What this task involves = Copy out, word for word, the lines of the records from the line containing "Pass this photo to locate to point out the green" through the line containing "x=372, y=376", including both of those lines.

Excerpt from a dataset

--

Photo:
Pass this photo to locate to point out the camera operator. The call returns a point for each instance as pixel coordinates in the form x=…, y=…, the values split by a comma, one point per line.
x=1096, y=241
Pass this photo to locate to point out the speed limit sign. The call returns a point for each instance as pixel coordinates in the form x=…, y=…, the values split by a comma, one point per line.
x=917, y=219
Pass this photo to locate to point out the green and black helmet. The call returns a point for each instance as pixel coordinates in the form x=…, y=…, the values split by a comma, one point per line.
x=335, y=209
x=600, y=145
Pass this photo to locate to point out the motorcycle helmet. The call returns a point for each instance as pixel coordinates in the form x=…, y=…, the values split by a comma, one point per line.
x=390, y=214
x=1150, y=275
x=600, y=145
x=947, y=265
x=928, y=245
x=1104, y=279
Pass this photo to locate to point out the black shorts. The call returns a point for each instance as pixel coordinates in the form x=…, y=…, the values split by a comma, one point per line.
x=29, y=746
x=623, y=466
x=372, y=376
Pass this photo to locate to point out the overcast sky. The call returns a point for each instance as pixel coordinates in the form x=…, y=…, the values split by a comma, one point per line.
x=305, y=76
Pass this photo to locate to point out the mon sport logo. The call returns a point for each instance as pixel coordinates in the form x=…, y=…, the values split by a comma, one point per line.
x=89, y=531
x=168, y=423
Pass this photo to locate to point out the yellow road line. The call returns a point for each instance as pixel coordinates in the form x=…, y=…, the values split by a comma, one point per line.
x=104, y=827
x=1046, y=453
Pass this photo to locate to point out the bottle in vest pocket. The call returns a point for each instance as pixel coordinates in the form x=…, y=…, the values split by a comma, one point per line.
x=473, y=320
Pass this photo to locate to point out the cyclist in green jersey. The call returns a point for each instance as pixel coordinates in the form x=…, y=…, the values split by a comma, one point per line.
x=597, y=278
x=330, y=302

--

Solution for this exercise =
Pass this photo to locate to point out the green and black helmet. The call returns a point for each instance as pixel coordinates in the form x=…, y=…, the values split by a comma, one point per line.
x=335, y=209
x=600, y=145
Pass this photo to locate to point out the motorcycle helmet. The call returns a point for each instance as pixel coordinates in the form x=…, y=…, the values split by a comma, one point per line.
x=390, y=214
x=1150, y=275
x=600, y=145
x=947, y=265
x=928, y=245
x=1104, y=279
Pass this photo to locate to point out the black shorts. The call returns a point for each instance as pixel coordinates in the form x=…, y=…, the values split by a comma, one point per line.
x=29, y=746
x=623, y=466
x=372, y=376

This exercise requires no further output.